YOUR TASK
Find every line in the records below that contains the word "window", and copy each of those lines.

* Begin DATA IN THIS EXERCISE *

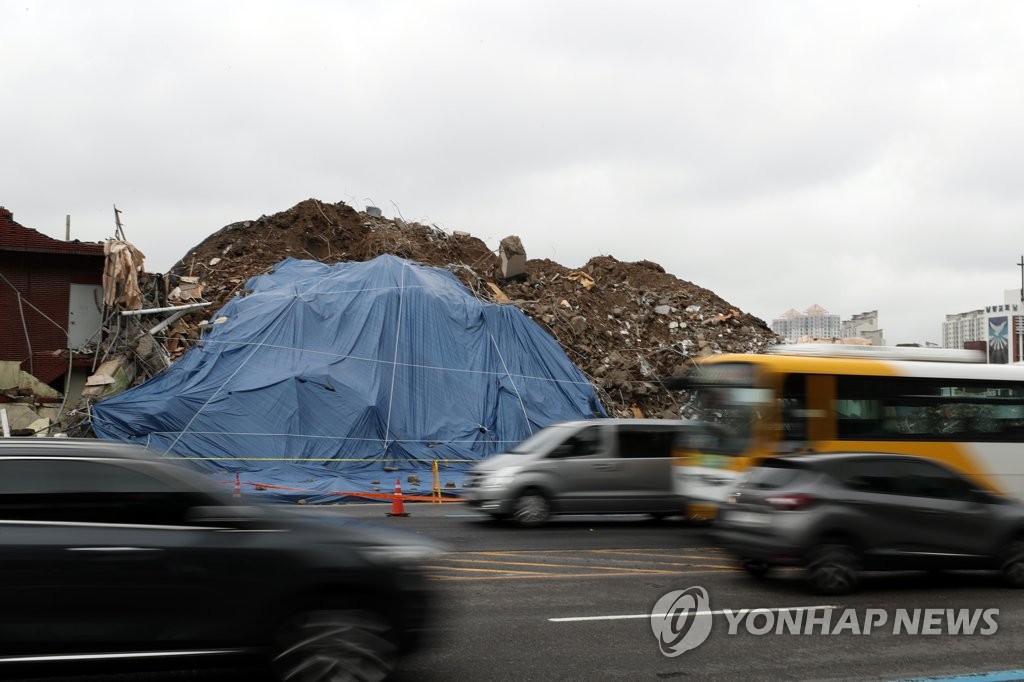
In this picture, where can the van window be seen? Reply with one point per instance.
(587, 441)
(641, 441)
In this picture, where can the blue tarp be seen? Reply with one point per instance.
(328, 378)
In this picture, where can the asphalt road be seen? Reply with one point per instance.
(572, 601)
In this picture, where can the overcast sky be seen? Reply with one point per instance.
(856, 155)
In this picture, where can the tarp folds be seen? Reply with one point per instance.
(353, 370)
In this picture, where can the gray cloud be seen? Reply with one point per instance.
(857, 155)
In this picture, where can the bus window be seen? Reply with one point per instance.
(794, 413)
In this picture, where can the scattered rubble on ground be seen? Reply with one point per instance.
(626, 325)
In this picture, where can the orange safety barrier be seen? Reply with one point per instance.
(351, 494)
(397, 503)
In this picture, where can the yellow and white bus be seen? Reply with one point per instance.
(945, 405)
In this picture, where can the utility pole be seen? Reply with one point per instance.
(1017, 318)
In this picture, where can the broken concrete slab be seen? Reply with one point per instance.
(513, 257)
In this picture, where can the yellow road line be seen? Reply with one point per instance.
(551, 565)
(488, 570)
(565, 576)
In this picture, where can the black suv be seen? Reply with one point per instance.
(111, 554)
(840, 513)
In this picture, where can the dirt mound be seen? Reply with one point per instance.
(627, 326)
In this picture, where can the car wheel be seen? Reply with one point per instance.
(755, 568)
(1012, 563)
(833, 568)
(335, 644)
(531, 509)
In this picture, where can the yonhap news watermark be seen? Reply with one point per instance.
(682, 621)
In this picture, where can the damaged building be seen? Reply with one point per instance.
(51, 302)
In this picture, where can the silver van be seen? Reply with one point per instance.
(583, 467)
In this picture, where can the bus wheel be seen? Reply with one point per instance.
(1012, 563)
(833, 568)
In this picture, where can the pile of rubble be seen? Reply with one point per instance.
(627, 326)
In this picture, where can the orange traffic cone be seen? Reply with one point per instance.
(397, 504)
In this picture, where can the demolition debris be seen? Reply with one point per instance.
(627, 326)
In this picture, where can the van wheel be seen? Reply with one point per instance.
(531, 509)
(334, 644)
(1012, 563)
(833, 568)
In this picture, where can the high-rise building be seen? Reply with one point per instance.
(964, 328)
(864, 326)
(815, 323)
(996, 329)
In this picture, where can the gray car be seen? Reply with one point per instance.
(839, 514)
(583, 467)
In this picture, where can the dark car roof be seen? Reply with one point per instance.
(70, 448)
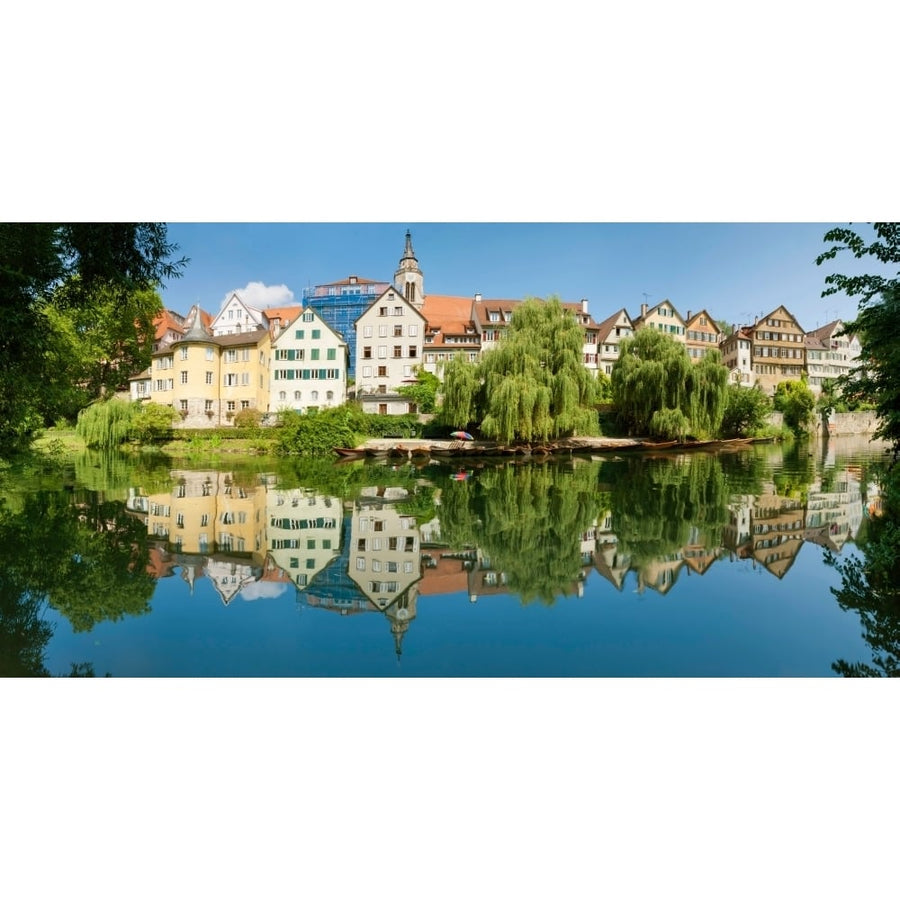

* End DATA IN THIS EXERCISE *

FULL SOLUTION
In this picture, where can the van window be seen? Reply with one point per instance.
In this picture, where can the bus window be seen? Reply with one point per instance.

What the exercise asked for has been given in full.